## Begin
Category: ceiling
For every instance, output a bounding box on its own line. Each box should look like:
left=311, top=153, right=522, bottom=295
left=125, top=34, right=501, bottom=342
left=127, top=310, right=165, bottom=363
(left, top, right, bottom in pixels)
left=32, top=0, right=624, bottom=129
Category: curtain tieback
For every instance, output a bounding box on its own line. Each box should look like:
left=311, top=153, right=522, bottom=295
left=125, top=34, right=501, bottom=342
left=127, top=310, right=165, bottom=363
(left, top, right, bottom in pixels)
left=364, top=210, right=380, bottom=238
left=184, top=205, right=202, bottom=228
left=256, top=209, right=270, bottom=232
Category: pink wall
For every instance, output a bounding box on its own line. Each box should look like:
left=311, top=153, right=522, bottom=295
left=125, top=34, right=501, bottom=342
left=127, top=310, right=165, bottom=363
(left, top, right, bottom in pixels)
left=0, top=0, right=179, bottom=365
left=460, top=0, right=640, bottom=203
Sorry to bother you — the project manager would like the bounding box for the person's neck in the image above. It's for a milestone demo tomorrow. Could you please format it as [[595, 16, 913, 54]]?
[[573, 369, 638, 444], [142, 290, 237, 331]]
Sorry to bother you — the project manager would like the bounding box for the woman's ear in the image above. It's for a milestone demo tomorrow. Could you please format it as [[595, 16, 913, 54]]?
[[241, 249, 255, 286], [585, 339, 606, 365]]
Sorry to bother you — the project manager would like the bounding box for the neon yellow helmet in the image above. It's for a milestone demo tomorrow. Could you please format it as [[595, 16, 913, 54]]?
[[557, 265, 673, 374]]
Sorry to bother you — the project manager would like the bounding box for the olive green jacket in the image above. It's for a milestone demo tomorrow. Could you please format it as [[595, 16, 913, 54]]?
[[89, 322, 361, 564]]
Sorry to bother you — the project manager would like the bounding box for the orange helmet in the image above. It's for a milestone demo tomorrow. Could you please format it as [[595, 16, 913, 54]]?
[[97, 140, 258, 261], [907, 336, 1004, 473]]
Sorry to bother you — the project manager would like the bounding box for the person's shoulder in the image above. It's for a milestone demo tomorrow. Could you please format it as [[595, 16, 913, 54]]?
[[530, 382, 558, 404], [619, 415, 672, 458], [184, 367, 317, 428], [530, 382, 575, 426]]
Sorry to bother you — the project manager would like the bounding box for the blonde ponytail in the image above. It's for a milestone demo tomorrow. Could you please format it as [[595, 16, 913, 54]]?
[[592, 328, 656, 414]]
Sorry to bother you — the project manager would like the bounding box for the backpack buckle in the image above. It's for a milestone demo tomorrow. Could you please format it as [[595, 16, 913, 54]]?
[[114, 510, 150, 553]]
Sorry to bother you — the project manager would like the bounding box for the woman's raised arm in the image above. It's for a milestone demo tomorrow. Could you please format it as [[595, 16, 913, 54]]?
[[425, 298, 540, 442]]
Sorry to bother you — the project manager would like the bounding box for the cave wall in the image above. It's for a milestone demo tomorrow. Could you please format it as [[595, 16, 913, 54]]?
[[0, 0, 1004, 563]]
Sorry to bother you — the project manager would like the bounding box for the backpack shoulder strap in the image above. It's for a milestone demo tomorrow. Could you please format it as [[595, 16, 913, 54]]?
## End
# Written problem
Render the records above as a two-column Markdown table with the headers Row and Line. Number each line and leave out any blank lines.

# Task solution
| Row | Line |
|---|---|
| 1 | Category: ceiling |
| 2 | For every instance, output a bounding box on its own line. Each box should look like: |
| 3 | left=311, top=153, right=522, bottom=295 |
| 4 | left=125, top=34, right=501, bottom=342 |
| 5 | left=127, top=310, right=165, bottom=363 |
| 6 | (left, top, right, bottom in pixels) |
| 7 | left=32, top=0, right=624, bottom=129 |
| 8 | Category: curtain tieback |
| 9 | For every instance, output a bounding box on its own line. Each box should look like: |
| 10 | left=311, top=153, right=522, bottom=295 |
| 11 | left=125, top=34, right=501, bottom=342 |
| 12 | left=127, top=310, right=165, bottom=363 |
| 13 | (left, top, right, bottom in pixels) |
| 14 | left=364, top=210, right=380, bottom=238 |
| 15 | left=184, top=205, right=202, bottom=228 |
| 16 | left=256, top=209, right=270, bottom=232 |
| 17 | Category: pink wall |
| 18 | For every instance, output a bounding box on its own line. Each box should look like: |
| 19 | left=311, top=153, right=522, bottom=295 |
| 20 | left=125, top=34, right=501, bottom=342 |
| 21 | left=127, top=310, right=165, bottom=363 |
| 22 | (left, top, right, bottom in pixels) |
| 23 | left=0, top=0, right=179, bottom=365 |
| 24 | left=460, top=0, right=640, bottom=203 |
| 25 | Sorry to bother you — the project manager would like the bounding box for the person's neck in the image above. It's for a milestone demo tomorrow. Could you please format it as [[595, 16, 913, 54]]? |
| 26 | [[573, 369, 638, 444], [142, 290, 237, 331]] |
| 27 | Sorry to bother you — the project manager would like the bounding box for the woman's ear in the image above. It's for a milestone demo tomorrow. Could you please format it as [[595, 16, 913, 54]]? |
| 28 | [[241, 249, 255, 286], [585, 339, 606, 365]] |
| 29 | Sorry to bother you — the project manager would like the bounding box for the neon yellow helmet in the image above. It's for a milestone demo tomorrow. Could you please format it as [[595, 16, 913, 54]]? |
| 30 | [[557, 265, 673, 374]] |
| 31 | Sorry to bother you — the project manager would like the bounding box for the olive green jacket in the image above. It's for a milestone demo tomorrow. Could you please format it as [[595, 16, 913, 54]]? |
| 32 | [[89, 322, 361, 564]] |
| 33 | Sorry to bother you — the project manager would like the bounding box for the orange helmet in the image above. It's for a milestone demo tomorrow. Could you please format it as [[595, 16, 913, 54]]? |
| 34 | [[97, 140, 258, 261], [907, 336, 1004, 473]] |
| 35 | Sorry to bother you — the project manager would like the bounding box for the person's shoulder in the image above. It's for a milestone demo tomorrow. Could you please format it as [[595, 16, 913, 54]]? |
| 36 | [[530, 382, 558, 404], [619, 415, 672, 458], [184, 367, 317, 428], [530, 382, 575, 426]] |
| 37 | Sorry to bother you — the project manager would like the bounding box for the blonde ponytail in the image above. It's for a milestone demo tomorrow. Could you please format it as [[595, 16, 913, 54]]? |
| 38 | [[592, 328, 656, 414]] |
| 39 | Sorry to bother you — the project manager would like the bounding box for the backpack buckle in the image above. It's for a milestone demo tomorrow. Could you please format it as [[595, 16, 913, 54]]? |
| 40 | [[114, 510, 150, 553]] |
| 41 | Sorry to bother you — the project manager would like the bounding box for the woman's raised arm in the image above. It's for a milestone demo tomorrow. Could you please format it as [[595, 16, 913, 54]]? |
| 42 | [[425, 298, 540, 442]] |
| 43 | Sorry to bother you — the project manager would like the bounding box for the cave wall in the image above. It's for a milestone demo tomorrow. Could you please format it as [[595, 16, 913, 54]]? |
| 44 | [[0, 0, 1004, 563]] |
| 45 | Sorry to bother you — the project manager would like the bounding box for the backpack shoulder strap in the image above. It's for a milestone demo tomorrow. Could you please format it as [[595, 16, 913, 54]]? |